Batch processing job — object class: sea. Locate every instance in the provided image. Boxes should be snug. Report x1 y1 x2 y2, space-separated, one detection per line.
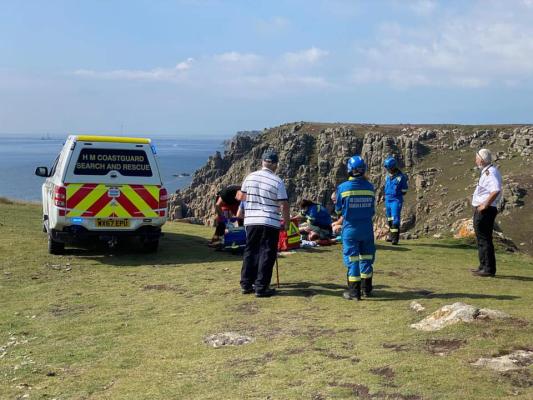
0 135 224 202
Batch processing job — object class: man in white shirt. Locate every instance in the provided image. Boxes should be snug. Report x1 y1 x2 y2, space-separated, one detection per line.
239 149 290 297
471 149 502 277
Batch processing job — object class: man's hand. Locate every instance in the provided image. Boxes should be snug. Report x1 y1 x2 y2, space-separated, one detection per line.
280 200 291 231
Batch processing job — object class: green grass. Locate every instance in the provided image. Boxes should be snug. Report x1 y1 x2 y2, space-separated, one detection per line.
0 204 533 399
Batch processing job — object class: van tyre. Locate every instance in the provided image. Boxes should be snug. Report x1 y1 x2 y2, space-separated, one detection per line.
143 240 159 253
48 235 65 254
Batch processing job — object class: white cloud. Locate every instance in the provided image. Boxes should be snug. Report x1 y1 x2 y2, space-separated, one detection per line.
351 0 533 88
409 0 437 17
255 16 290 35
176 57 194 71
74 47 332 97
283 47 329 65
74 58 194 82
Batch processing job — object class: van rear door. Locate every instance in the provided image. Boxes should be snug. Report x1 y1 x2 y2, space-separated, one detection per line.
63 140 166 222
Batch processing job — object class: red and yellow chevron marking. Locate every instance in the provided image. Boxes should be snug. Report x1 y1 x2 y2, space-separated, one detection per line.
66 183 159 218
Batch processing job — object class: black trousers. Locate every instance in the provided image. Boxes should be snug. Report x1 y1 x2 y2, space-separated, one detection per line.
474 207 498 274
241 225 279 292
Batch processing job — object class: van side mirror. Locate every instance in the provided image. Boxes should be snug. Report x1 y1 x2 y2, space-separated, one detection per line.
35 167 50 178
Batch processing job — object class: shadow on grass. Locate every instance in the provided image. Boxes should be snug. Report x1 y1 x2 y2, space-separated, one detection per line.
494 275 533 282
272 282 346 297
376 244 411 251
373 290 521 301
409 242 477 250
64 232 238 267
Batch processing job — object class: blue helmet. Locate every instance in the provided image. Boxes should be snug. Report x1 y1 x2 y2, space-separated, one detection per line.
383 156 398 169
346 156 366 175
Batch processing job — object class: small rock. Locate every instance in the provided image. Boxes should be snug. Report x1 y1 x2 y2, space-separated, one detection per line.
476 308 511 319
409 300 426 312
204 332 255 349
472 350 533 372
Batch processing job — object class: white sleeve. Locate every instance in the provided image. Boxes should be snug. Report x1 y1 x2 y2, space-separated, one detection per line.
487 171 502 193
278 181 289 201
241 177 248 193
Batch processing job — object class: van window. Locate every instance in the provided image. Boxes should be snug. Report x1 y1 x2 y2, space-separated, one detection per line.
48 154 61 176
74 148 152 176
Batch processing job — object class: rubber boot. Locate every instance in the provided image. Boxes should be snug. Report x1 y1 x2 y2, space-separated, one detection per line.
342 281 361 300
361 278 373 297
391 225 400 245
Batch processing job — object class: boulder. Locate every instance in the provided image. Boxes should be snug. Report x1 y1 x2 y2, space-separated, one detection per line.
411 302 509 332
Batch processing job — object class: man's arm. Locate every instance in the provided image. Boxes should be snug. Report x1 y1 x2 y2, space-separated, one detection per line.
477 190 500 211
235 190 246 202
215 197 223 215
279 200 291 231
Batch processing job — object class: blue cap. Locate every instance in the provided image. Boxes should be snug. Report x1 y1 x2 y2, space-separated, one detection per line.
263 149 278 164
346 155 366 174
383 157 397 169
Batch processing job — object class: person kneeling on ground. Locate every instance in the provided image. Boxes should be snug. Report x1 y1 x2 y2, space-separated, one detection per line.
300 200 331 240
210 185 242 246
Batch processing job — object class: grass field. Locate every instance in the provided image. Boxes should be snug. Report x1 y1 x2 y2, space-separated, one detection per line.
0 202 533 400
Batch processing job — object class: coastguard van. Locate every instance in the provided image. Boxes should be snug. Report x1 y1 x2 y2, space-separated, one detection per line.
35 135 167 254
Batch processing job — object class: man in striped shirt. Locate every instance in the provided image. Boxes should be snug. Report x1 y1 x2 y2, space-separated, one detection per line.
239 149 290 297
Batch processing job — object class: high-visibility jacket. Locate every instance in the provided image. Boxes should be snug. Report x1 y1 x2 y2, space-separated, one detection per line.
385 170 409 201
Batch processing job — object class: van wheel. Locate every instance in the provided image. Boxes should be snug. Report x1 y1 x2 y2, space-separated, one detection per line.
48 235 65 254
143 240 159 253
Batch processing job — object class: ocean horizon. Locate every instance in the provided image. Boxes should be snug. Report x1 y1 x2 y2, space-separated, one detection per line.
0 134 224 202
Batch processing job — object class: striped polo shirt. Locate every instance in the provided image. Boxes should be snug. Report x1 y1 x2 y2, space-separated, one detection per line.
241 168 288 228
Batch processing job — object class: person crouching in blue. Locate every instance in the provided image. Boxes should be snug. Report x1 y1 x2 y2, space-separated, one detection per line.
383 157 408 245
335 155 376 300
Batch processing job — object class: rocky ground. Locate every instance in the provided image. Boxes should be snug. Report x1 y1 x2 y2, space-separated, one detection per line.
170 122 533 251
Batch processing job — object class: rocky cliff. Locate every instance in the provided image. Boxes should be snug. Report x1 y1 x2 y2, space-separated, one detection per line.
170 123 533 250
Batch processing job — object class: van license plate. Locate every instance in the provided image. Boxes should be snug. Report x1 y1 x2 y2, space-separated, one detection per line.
________________________
What to do
Format all the lines above as a JSON list of strings, one string per line, with blank lines skipped and the pictures left out.

The reply
[
  "Batch processing job — object class: sea. Locate every instance in the provided image. Boxes should be snug. Report x1 y1 x2 y2, space-separated, one detection per line.",
  "0 135 224 202",
  "Batch processing job — object class: man in white shirt. Locate every instance in the provided image. Boxes should be snug. Report x1 y1 x2 y2, space-separated, one detection per line.",
  "239 149 290 297",
  "471 149 502 277",
  "Batch processing job — object class: man's hand. Locate every instance in the provided image. Boxes should be snug. Report x1 y1 x2 y2, space-separated, one detection per line.",
  "280 200 291 231",
  "Batch processing job — object class: green grass. Locate every instance in the provided image. Boxes should be snug. Report x1 y1 x2 y2, space-separated, one detection per line.",
  "0 204 533 399",
  "Batch processing job — object class: van tyre. Locate every instance in the provided image. Boxes should be snug. Report x1 y1 x2 y2, space-separated, one detection per line.",
  "143 240 159 253",
  "48 235 65 254",
  "Batch processing job — object class: white cloud. Locate every instance in the provided image. Boxes should be snug. Report x1 y1 x2 y2, space-separated, one detection per line.",
  "351 0 533 88",
  "409 0 437 17",
  "255 16 290 35",
  "176 57 194 71",
  "74 47 332 97",
  "283 47 329 65",
  "74 58 194 82",
  "Batch processing job — object class: van rear door. Locate every instance in the provided image. Boxes should be snug. Report x1 y1 x2 y2, space-separated, one detection per line.",
  "63 140 166 222",
  "Batch processing job — object class: red and yellow chevron marking. Locate every instance in the provided image. Boxes should be snug. Report x1 y1 x2 y2, space-separated, one detection per line.",
  "66 183 159 218",
  "Batch processing job — object class: black trousers. Locate every instance in the provided image. Boxes should be snug. Report x1 y1 x2 y2, space-separated, one detection per line.",
  "474 207 498 274",
  "241 225 279 292",
  "Batch processing job — object class: van side mirror. Locate every instance in the provided image. Boxes should be snug. Report x1 y1 x2 y2, space-separated, one detection per line.",
  "35 167 50 178",
  "Batch processing job — object class: shadow on grass. Locate every instance in the provided image. Boxes should be snug. Report x1 y1 x2 y2, space-separated, one detection per line.",
  "494 275 533 282",
  "272 282 346 297",
  "376 244 411 251",
  "373 290 521 301",
  "409 242 477 250",
  "64 232 238 267",
  "Batch processing job — object class: blue helmet. Locate every instance in the provided image. Boxes should be snug. Report x1 y1 x2 y2, space-separated, one detection per line.",
  "383 156 398 169",
  "346 156 366 175",
  "Batch processing job — object class: small rock. Locate every instance in the provided image. Boxes should be snug. Report x1 y1 x2 y2, space-separated, one detection per line.",
  "476 308 511 319",
  "409 300 426 312",
  "204 332 255 349",
  "472 350 533 372",
  "Batch processing job — object class: white sleeve. Locate every instance in the provided image. Boxes should be snug. Report x1 y1 x2 y2, space-separated, one detection per line.",
  "487 171 502 193",
  "278 181 289 201",
  "241 177 248 193",
  "Batch processing job — object class: van window. Locate every instance in the provided image. Boxes should be snug. Report x1 y1 x2 y2, space-separated, one detection per line.",
  "48 154 61 176",
  "74 148 152 176",
  "Batch processing job — object class: rubber boot. Locate every instance in the provided image. Boxes should be snug. Report x1 y1 x2 y2, space-separated, one detection per line.",
  "342 281 361 300",
  "361 278 373 297",
  "391 225 400 245",
  "Batch processing job — object class: boulder. Locate every instance in the provided image. Boxes should be snug. Report x1 y1 x2 y2, space-separated, one detection per line.",
  "411 302 509 332",
  "Batch processing job — object class: man's arm. Locate every instance in the provided image. Boxes should be snug. Report x1 y1 x2 y2, space-separated, one detection per line.",
  "477 190 500 211",
  "235 190 246 202",
  "215 197 223 215",
  "279 200 291 231",
  "Batch processing job — object class: blue cap. Locate every instance in the provided image. Boxes should be snug. Report x1 y1 x2 y2, space-separated, one detection per line.",
  "263 149 278 164",
  "346 155 366 174",
  "383 157 397 169",
  "Batch processing job — object class: person kneeling on ground. Locate every instance in the provided image. Boxes should be snug. Report x1 y1 x2 y2, space-separated, one detection per line.",
  "300 200 331 240",
  "210 185 242 246",
  "Batch processing job — object class: grass field. Locate every instance in the provided image. Boxes should be snug. Report x1 y1 x2 y2, space-separated, one detection per line.",
  "0 202 533 400",
  "Batch processing job — object class: coastguard van. Locate every instance in the provided image. Boxes should be snug. Report x1 y1 x2 y2, space-separated, one detection per line.",
  "35 135 167 254",
  "Batch processing job — object class: man in striped shirt. Locate every instance in the provided image. Boxes should be snug. Report x1 y1 x2 y2, space-separated, one detection per line.",
  "239 149 290 297",
  "Batch processing job — object class: high-visibility jacket. Locate every instance in the provided image. Boxes should be snug. Report x1 y1 x2 y2, space-separated, one detection per line.",
  "385 170 409 201",
  "Batch processing job — object class: van wheel. Locate every instance in the provided image. Boxes should be snug. Report x1 y1 x2 y2, space-separated, one detection per line.",
  "48 235 65 254",
  "143 240 159 253",
  "Batch processing job — object class: ocean horizon. Locate every instance in the provided image. Boxes should be snug. Report x1 y1 x2 y2, space-separated, one detection per line.",
  "0 134 224 202",
  "Batch processing job — object class: striped polo shirt. Locate every instance in the provided image. Boxes should be snug. Report x1 y1 x2 y2, space-separated, one detection per line.",
  "241 168 288 228",
  "Batch processing job — object class: person crouching in blue. Locate every instance in the provided image. Boxes should be snug. Report x1 y1 x2 y2, space-separated, one detection per line.",
  "383 157 408 245",
  "335 155 376 300",
  "Batch processing job — object class: rocky ground. Locate every instance in the provided image. Boxes should be snug. Report x1 y1 x2 y2, space-separated, one detection per line.",
  "170 122 533 251",
  "Batch processing job — object class: rocky cliff. Locate every instance in the provided image. Boxes should be snug. Report x1 y1 x2 y2, space-separated, one detection per line.",
  "170 123 533 250",
  "Batch processing job — object class: van license plate. Locate every instance in the provided image. Boxes should be snug. Report x1 y1 x2 y2, space-separated, one detection per line."
]